»»
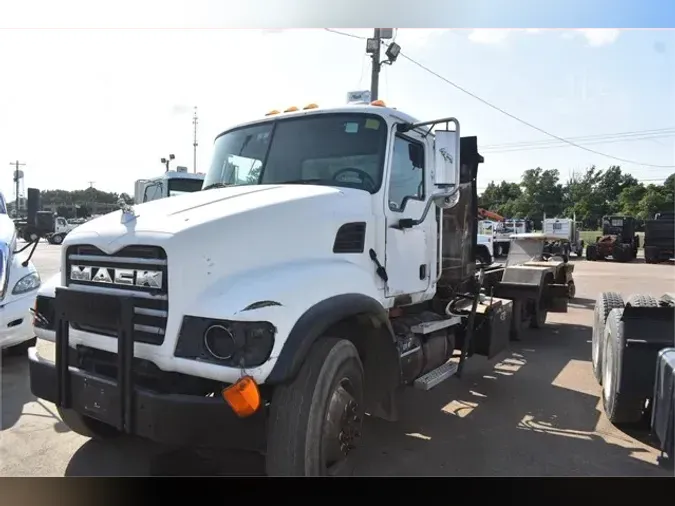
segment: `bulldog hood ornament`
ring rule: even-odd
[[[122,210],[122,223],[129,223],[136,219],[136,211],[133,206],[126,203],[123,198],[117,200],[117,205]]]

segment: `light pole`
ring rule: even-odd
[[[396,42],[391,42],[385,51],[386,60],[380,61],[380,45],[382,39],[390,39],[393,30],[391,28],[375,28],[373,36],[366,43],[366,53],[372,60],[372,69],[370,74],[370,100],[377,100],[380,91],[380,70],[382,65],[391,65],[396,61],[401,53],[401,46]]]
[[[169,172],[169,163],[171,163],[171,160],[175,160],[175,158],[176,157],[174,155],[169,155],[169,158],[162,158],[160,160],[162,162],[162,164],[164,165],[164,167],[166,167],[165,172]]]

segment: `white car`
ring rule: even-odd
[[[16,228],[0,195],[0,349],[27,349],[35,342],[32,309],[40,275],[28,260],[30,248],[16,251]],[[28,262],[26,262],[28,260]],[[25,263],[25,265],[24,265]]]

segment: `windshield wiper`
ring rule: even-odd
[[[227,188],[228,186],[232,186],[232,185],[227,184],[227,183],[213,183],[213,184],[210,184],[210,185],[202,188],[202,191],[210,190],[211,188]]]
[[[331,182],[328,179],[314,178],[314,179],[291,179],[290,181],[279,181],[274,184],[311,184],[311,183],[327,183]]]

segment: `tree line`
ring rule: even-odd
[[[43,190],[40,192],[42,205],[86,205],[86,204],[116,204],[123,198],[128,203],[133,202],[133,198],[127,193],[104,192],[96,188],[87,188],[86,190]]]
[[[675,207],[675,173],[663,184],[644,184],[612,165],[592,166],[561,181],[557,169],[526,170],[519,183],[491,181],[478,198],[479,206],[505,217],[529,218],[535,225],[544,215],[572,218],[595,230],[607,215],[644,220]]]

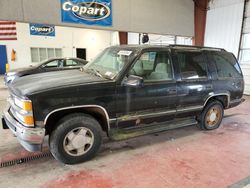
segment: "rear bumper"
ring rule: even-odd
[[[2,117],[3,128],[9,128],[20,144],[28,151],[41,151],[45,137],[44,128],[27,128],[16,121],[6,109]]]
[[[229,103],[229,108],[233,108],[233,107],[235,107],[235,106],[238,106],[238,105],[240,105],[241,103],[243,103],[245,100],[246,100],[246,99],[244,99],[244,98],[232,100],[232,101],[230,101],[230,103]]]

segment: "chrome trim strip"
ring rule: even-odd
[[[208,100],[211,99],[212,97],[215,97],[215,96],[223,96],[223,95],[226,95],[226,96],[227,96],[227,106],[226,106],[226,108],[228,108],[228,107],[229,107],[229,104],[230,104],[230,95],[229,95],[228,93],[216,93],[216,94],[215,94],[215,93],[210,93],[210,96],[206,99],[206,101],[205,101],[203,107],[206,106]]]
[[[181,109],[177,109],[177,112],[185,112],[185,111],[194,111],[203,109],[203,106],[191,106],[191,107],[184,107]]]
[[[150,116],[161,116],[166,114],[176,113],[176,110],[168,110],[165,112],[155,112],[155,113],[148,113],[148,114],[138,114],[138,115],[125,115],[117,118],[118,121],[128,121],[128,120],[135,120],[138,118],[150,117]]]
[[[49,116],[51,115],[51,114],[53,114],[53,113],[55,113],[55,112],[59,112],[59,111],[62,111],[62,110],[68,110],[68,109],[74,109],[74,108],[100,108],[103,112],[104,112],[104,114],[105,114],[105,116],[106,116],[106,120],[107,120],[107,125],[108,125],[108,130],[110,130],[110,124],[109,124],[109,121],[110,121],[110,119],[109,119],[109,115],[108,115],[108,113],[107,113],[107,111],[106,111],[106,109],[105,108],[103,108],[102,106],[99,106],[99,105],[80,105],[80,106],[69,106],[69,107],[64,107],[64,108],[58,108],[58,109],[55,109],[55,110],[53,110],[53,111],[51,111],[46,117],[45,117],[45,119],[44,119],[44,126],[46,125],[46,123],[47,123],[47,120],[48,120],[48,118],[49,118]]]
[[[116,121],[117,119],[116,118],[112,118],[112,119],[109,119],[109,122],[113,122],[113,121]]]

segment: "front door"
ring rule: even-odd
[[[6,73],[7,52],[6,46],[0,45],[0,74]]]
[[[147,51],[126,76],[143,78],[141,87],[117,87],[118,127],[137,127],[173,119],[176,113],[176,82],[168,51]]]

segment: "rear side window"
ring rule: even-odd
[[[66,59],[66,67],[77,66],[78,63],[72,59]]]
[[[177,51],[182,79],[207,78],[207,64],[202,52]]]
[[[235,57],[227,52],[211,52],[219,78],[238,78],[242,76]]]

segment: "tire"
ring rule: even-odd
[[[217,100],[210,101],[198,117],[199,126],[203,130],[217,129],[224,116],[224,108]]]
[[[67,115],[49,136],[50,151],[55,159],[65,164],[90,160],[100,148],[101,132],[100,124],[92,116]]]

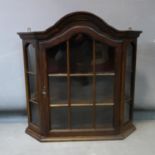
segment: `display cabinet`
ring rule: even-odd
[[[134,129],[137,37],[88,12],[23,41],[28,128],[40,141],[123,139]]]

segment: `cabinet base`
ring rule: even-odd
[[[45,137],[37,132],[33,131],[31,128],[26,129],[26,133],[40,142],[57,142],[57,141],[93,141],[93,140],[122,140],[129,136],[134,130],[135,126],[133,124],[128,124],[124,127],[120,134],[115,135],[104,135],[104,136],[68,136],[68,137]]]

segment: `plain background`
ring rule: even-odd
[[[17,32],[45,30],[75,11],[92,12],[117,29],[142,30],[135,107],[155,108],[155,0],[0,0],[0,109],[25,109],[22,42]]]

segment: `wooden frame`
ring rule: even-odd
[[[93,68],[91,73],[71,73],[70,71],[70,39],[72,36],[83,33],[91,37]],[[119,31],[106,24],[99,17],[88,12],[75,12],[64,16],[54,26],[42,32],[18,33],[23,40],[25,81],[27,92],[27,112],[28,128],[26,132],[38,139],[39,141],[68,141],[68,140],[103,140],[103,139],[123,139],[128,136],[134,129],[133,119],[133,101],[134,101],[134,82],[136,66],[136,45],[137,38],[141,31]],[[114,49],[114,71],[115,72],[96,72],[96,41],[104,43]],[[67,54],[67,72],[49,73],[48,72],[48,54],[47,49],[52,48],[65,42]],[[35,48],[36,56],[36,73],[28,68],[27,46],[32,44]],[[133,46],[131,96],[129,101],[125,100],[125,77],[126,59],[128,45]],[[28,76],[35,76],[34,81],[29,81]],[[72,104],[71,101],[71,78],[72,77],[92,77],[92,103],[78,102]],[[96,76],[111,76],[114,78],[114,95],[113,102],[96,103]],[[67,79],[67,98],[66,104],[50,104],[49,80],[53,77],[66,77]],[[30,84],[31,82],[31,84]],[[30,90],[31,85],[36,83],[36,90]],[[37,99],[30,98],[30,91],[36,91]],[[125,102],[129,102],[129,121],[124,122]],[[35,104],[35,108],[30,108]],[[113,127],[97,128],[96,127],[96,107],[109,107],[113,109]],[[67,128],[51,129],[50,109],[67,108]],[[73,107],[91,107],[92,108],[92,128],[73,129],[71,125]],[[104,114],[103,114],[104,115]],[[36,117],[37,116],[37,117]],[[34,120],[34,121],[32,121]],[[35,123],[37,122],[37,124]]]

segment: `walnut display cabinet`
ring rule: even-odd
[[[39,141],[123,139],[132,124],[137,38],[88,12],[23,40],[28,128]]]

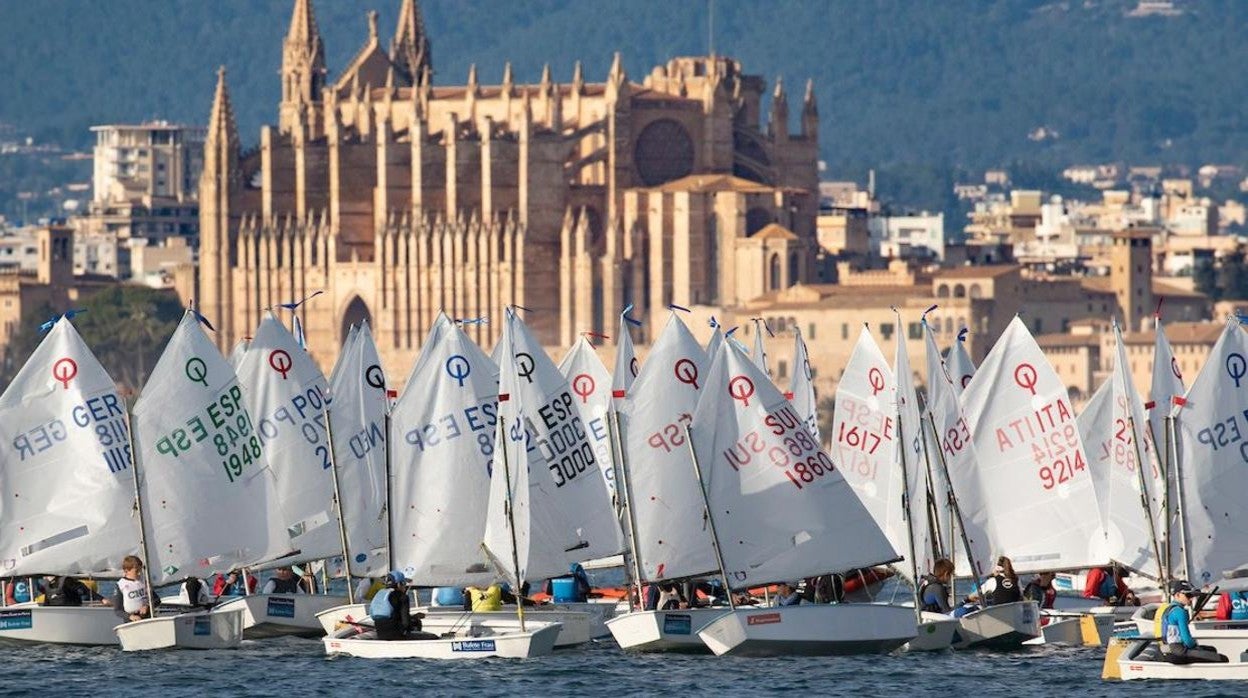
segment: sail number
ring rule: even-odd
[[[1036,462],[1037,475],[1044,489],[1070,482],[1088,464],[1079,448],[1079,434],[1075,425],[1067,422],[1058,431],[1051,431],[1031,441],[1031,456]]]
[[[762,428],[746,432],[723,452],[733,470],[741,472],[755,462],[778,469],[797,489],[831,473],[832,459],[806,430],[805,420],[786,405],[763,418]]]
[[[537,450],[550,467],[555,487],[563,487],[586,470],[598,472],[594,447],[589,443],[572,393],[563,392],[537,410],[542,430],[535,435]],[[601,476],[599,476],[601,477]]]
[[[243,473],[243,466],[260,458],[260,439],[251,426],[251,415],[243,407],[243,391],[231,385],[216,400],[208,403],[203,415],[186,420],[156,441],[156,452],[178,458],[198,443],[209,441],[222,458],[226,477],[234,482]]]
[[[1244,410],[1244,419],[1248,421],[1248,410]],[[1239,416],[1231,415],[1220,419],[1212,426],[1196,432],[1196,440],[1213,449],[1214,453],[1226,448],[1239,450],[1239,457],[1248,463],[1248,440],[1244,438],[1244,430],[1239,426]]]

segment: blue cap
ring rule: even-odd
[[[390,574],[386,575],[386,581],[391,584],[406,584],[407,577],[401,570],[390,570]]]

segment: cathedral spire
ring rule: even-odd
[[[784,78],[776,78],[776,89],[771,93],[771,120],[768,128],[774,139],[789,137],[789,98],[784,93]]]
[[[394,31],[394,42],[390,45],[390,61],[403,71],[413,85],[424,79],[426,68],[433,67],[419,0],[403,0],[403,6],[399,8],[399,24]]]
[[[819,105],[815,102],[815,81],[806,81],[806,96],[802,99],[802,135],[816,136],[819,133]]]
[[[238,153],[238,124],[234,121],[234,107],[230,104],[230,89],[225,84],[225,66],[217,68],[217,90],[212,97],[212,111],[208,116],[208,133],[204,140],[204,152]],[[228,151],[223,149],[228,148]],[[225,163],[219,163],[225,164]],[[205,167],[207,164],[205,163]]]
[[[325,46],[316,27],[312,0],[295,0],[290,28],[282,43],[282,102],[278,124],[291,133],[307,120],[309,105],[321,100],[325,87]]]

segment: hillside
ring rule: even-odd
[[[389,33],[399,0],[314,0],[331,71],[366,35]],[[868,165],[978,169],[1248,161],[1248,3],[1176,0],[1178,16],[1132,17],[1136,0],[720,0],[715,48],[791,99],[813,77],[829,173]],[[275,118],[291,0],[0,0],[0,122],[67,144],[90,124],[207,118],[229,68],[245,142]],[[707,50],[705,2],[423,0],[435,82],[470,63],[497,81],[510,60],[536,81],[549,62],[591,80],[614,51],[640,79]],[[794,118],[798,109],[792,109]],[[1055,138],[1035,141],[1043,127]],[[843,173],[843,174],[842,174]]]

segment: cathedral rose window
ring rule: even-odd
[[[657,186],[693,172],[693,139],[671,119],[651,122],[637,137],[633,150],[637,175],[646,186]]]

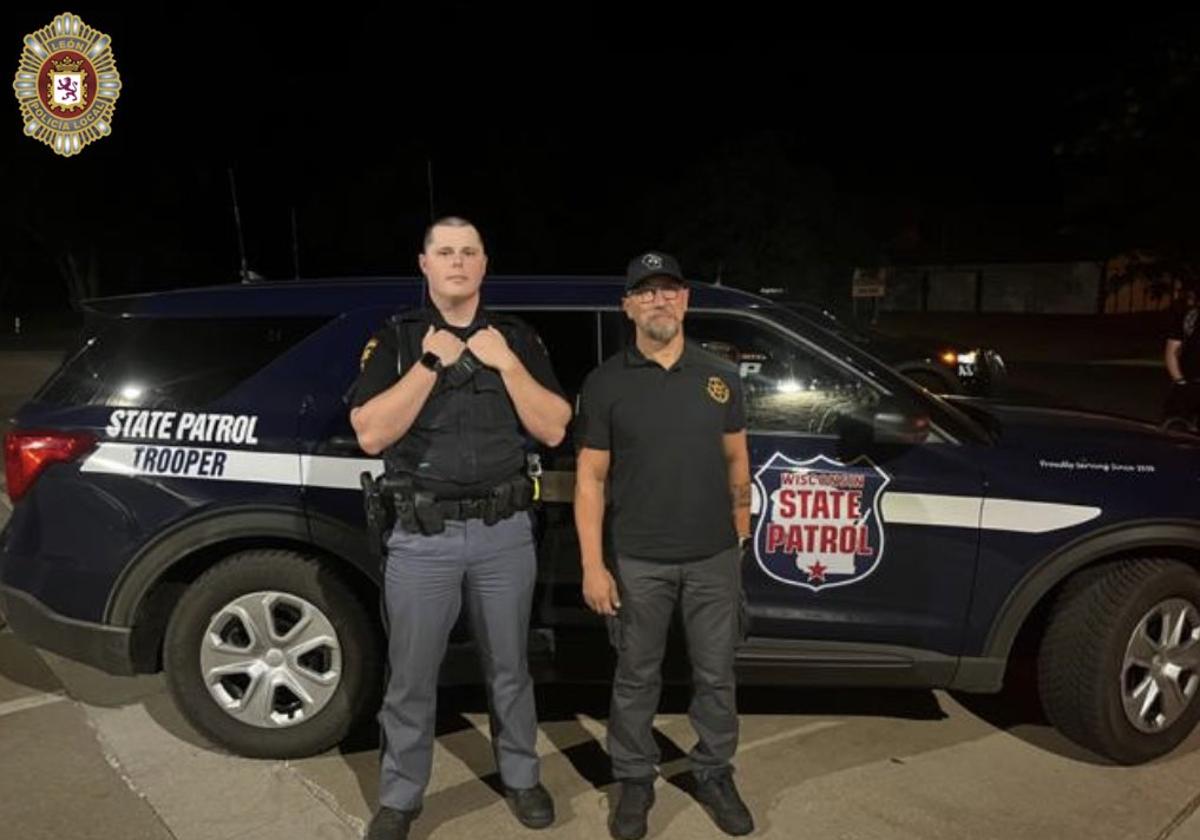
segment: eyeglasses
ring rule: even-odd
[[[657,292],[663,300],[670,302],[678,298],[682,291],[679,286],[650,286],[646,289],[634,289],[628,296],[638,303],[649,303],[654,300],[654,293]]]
««
I need every line of the material that includes "cathedral", so please copy them out.

segment: cathedral spire
segment: cathedral rose window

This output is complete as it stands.